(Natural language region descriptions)
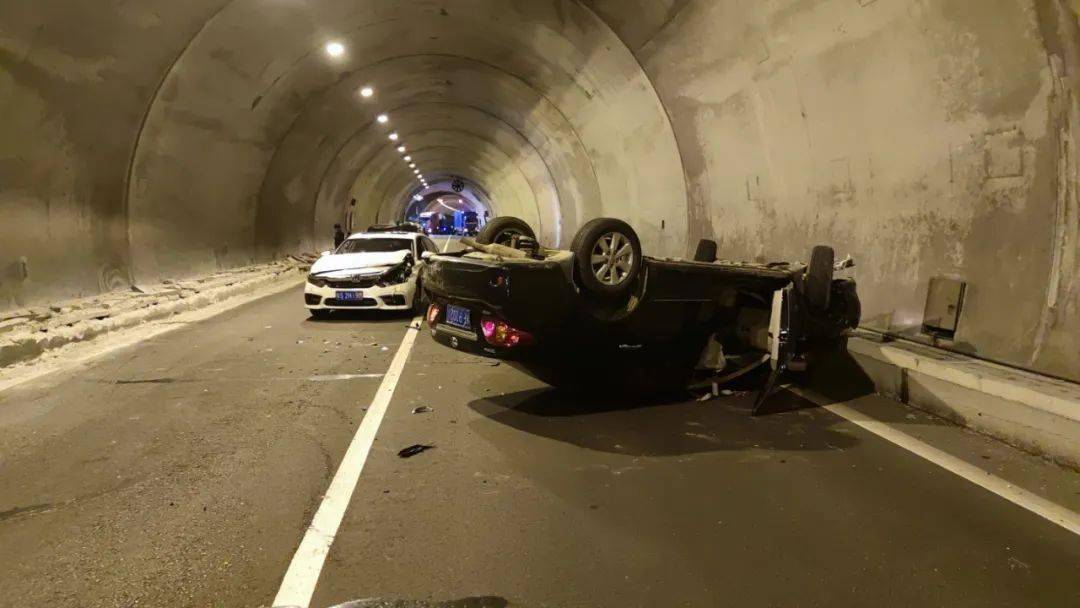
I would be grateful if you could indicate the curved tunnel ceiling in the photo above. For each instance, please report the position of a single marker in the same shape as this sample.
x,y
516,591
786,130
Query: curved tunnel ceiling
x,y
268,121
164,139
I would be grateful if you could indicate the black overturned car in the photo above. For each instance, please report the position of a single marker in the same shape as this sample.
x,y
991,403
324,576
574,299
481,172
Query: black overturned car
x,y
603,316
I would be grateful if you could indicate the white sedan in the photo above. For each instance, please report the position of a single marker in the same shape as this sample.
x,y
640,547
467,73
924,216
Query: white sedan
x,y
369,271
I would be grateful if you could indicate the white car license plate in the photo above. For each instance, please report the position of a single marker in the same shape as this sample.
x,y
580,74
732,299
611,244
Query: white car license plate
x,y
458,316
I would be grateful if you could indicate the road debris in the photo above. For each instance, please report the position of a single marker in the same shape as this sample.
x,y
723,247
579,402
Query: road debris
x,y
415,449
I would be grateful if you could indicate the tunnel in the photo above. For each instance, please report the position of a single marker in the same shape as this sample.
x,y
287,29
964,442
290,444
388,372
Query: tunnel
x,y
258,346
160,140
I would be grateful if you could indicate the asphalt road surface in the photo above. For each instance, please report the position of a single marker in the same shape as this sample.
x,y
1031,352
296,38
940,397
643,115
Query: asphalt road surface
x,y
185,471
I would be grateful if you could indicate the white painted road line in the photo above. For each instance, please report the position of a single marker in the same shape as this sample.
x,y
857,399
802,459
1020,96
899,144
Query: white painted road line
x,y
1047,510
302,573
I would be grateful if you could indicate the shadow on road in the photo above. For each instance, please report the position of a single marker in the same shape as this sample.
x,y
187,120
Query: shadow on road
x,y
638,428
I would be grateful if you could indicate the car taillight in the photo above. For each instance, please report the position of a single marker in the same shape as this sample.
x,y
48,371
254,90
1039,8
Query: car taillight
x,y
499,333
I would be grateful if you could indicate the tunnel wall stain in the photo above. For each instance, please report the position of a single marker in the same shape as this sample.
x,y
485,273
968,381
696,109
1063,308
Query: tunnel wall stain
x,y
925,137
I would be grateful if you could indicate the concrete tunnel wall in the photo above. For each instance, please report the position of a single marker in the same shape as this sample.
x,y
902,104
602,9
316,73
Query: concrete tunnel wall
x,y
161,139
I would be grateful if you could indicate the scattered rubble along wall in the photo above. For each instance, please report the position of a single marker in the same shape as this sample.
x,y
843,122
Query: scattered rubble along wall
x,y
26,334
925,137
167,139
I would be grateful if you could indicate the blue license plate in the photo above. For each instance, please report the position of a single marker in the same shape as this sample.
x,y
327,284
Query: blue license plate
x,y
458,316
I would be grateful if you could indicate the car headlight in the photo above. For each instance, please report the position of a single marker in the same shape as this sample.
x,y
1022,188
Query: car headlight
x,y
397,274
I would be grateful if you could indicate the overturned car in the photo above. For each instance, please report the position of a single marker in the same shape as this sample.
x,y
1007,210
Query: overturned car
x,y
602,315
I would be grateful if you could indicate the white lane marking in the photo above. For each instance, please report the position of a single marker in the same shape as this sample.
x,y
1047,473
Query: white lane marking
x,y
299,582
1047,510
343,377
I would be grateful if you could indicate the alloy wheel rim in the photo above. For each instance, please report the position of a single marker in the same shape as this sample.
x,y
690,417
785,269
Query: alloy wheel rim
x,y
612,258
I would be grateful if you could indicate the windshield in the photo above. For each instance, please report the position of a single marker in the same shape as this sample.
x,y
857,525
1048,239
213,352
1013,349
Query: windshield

Task to complete: Every entry above needs to be copied exactly, and no pictures go with it.

Exercise solution:
I would be grateful if you could indicate the curved tunnel ceiling in the photo above. For each instance, please report the position of a single marker in the same shape as this sample.
x,y
516,591
786,130
Query: curved tunnel ceiling
x,y
268,121
164,139
I would be grateful if you could indicate the black overturned car in the photo above. For each instance, please report the position of a single marker in the same shape as this sample.
x,y
991,403
324,576
574,299
481,172
Query: black overturned car
x,y
603,316
I would be grateful if you could indicate the white sedan in the photo above. For each instance, please report the position of a single marker in the same shape as this sample.
x,y
640,547
467,73
924,216
Query: white sedan
x,y
369,271
I would be grateful if you could indicate the white car license plate in the photo above. For each instance, please report the position of a single marker in the same shape as this sample.
x,y
580,74
732,299
611,244
Query: white car license plate
x,y
458,316
I would be grateful if you could indicate the road debris in the photo above. For each instance, please report the position of a single marker in the same shape as this sample.
x,y
723,247
579,402
Query: road debris
x,y
415,449
I would be grateful if you could indicate the tunnel in the photo above. For each instance, please report the position of a single marker in the same shape as this sample.
x,y
287,29
964,442
290,444
388,372
Query: tunnel
x,y
258,346
160,140
I would be grateful if you could indicate the asphalt road surface in the photo above. For each instance, please report the position of a single marker in the same shape as this sample.
x,y
1031,352
296,38
940,397
643,115
Query: asphalt road surface
x,y
185,471
I would be grateful if you could indicate the white painted road line in the photo above. For each instance, please report the position of a single marker in the same shape as this sample.
x,y
857,399
802,459
1020,96
899,144
Query: white painted road line
x,y
1047,510
302,573
I would be grateful if you could indicate the shadow on road in the photo above. For each instance, please report the position of a single marker in the same shape as this sample.
x,y
187,120
Query: shadow on road
x,y
638,428
I would be grateful if you could indicate the car taillight in the photo above. For each instance, please report the position of a single marker in the same shape as this sample.
x,y
48,371
254,90
1039,8
Query: car taillight
x,y
499,333
I would be grateful if you could indicate the tunnel wall stain in the photo above. For each instance, please report the position of a single marker in the same shape as this sample.
x,y
485,273
968,381
696,109
1063,308
Query: tunnel wall stain
x,y
925,137
I would be grateful if you could indicate the concrete tunnel wall in the photo above. For each instance, please report the position of a single marker in the same shape as this sample.
x,y
902,104
602,9
316,73
Query: concrete tunnel wall
x,y
161,139
I would be grateful if you could indicate the scattered rubble along wall in the photo above. For each instance, please report the position of a single marker in the same shape as this sample.
x,y
843,122
Query: scattered rubble along wall
x,y
26,334
925,137
167,139
I would be grateful if you could indicate the blue license plate in the photo above. For each instance, please report the position of a single marker in the same shape as this sample.
x,y
327,284
Query: blue license plate
x,y
458,316
I would be grateful if you could indicate the car headlight in the photo above. For each instance, please report the position of a single marker in the same shape as this sample.
x,y
1022,188
Query: car headlight
x,y
397,274
I would be grateful if you could indicate the overturned car in the photo above. For each instance, please report the position of a single marker in the same shape as this sample.
x,y
1007,210
Query: overturned car
x,y
602,315
I would be grateful if you could indicate the white lane marking in the photo above. For each instance, please report the position of a single marker in the same shape as this sample.
x,y
1047,473
Query: white lane marking
x,y
299,582
1047,510
343,377
I would be grateful if you could indicate the alloy wheel rim in the photo above. For each instance, please report the position of a single marker in the same shape as this sample.
x,y
690,417
785,269
Query: alloy wheel rim
x,y
612,258
I would be grateful if you could indicate the windshield in the photo above. For each instance, please report the position of a single marker in the same shape as this sample.
x,y
857,525
1048,239
213,352
1013,349
Query: windshield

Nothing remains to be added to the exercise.